(Dataset records)
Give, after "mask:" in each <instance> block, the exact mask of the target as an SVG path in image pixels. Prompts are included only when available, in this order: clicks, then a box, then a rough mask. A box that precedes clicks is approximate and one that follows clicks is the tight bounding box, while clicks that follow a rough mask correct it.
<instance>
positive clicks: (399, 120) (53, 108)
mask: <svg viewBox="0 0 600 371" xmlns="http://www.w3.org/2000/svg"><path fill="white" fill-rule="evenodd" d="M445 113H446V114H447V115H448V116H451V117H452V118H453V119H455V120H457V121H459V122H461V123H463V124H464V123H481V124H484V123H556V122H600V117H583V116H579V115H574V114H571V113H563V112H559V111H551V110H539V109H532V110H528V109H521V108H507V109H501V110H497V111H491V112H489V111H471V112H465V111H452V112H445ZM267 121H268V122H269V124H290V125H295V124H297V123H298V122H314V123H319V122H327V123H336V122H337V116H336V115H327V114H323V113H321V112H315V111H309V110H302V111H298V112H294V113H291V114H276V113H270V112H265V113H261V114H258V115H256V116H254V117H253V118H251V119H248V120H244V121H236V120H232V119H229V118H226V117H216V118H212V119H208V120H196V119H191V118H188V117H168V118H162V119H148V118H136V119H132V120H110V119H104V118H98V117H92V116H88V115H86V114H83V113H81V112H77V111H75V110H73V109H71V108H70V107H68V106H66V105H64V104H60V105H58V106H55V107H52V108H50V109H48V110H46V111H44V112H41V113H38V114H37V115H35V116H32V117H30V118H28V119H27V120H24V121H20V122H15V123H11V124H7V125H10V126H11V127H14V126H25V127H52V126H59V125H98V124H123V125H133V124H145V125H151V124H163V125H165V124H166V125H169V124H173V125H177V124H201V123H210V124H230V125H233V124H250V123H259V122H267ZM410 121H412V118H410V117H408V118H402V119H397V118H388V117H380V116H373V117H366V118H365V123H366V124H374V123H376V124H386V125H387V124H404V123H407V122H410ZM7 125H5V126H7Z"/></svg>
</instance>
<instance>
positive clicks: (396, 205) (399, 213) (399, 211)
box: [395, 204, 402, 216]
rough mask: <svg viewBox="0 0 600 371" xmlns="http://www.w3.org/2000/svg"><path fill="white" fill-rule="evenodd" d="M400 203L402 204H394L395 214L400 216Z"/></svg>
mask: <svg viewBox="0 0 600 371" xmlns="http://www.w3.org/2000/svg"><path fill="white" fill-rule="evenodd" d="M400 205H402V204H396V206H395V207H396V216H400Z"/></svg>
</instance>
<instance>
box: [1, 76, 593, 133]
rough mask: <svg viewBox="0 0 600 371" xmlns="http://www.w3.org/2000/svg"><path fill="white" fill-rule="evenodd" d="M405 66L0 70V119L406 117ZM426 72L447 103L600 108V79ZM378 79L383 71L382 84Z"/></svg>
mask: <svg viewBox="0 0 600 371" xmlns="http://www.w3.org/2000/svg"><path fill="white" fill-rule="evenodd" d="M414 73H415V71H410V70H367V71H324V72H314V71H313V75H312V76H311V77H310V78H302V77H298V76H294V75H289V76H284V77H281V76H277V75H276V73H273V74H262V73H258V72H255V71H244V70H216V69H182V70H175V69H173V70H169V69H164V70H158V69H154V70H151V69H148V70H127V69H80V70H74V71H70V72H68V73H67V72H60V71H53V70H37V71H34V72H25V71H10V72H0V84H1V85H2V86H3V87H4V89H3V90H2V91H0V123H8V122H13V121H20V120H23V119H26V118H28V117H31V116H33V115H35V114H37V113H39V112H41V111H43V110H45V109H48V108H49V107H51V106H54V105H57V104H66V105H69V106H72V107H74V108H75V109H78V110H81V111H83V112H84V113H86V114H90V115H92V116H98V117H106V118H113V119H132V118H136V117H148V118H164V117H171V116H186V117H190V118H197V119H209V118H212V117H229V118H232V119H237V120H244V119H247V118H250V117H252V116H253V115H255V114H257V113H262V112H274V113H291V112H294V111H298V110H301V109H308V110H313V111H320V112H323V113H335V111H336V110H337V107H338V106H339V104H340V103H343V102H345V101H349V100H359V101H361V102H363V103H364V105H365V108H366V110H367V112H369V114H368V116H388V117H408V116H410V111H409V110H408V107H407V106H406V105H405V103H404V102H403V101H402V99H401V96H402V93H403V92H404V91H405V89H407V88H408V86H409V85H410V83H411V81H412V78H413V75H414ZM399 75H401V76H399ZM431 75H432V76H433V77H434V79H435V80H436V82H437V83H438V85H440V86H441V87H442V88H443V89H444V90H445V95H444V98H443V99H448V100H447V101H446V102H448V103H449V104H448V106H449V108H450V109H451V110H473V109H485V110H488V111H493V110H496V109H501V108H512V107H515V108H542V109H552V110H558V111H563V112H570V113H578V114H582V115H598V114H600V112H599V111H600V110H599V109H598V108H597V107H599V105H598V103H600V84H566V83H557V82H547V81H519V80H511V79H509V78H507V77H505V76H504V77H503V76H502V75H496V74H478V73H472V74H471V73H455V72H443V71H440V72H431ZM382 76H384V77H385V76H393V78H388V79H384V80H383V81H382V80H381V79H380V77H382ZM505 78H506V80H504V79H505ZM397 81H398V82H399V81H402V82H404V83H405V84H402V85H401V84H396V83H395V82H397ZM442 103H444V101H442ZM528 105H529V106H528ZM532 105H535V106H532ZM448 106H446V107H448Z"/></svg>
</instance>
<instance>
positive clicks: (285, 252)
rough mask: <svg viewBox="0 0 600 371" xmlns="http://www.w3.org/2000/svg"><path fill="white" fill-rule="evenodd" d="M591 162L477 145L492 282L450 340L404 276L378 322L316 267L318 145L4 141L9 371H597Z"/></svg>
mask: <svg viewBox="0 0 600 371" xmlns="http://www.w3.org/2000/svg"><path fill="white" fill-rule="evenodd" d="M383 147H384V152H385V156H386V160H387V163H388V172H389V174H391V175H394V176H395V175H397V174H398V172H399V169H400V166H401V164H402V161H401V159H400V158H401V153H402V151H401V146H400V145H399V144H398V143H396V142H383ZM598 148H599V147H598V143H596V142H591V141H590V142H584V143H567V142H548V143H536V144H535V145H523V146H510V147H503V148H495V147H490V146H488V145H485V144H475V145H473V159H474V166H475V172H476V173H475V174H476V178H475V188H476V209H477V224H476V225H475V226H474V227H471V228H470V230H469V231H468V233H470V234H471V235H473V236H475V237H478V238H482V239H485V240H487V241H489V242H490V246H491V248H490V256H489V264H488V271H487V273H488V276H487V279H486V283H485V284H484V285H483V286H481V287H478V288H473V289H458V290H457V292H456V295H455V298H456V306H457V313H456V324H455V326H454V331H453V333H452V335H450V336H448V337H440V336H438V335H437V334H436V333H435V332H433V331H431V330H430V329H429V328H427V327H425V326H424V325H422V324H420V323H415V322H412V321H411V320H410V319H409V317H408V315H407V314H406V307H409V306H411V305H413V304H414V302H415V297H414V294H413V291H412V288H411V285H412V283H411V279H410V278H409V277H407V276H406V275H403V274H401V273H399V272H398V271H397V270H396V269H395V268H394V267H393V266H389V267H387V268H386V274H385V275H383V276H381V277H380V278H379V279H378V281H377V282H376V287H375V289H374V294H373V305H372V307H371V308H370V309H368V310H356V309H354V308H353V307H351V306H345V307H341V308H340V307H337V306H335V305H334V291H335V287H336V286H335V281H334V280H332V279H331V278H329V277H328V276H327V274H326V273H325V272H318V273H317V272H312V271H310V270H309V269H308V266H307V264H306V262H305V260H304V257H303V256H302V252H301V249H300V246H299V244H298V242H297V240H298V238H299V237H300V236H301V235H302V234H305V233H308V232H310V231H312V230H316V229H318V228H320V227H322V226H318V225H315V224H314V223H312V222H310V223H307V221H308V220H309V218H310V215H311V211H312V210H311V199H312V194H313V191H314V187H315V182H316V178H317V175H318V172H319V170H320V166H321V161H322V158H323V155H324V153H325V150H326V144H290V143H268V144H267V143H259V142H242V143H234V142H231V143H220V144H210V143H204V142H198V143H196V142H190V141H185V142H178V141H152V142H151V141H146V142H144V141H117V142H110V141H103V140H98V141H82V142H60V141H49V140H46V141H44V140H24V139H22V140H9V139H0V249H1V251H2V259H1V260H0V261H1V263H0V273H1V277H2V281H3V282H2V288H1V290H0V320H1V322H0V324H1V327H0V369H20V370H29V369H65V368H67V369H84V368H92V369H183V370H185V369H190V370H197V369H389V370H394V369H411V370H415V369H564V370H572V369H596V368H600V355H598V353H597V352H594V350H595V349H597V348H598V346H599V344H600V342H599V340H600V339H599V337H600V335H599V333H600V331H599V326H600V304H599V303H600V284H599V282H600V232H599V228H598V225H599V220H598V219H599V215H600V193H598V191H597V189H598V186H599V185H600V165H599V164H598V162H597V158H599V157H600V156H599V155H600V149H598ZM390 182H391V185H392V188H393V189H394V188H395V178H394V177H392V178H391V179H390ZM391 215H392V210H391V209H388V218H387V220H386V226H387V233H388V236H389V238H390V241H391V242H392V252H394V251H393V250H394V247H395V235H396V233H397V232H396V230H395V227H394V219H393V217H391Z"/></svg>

• ASSIGNMENT
Please find each line in the records above that contains the word "rough" and copy those lines. Case counts, so match uppercase and lowercase letters precisely.

• WORKED SOLUTION
Give, after "mask:" in each <instance> block, the exact mask of the target as an SVG path in image pixels. Prompts are included only when available, in this order: clicks, then a box, then a rough mask. A box that precedes clicks is approximate and one that follows clicks is the tight bounding box, while clicks that follow a rough mask correct it.
rough mask: <svg viewBox="0 0 600 371" xmlns="http://www.w3.org/2000/svg"><path fill="white" fill-rule="evenodd" d="M400 203L402 204H394L395 214L400 216Z"/></svg>
rough mask: <svg viewBox="0 0 600 371" xmlns="http://www.w3.org/2000/svg"><path fill="white" fill-rule="evenodd" d="M405 66L0 70V119L406 117ZM426 72L447 103L600 108V79ZM378 79L383 71L382 84Z"/></svg>
rough mask: <svg viewBox="0 0 600 371" xmlns="http://www.w3.org/2000/svg"><path fill="white" fill-rule="evenodd" d="M591 162L477 145L492 282L450 340L404 276L378 322L316 267L318 145L4 141L9 371H597Z"/></svg>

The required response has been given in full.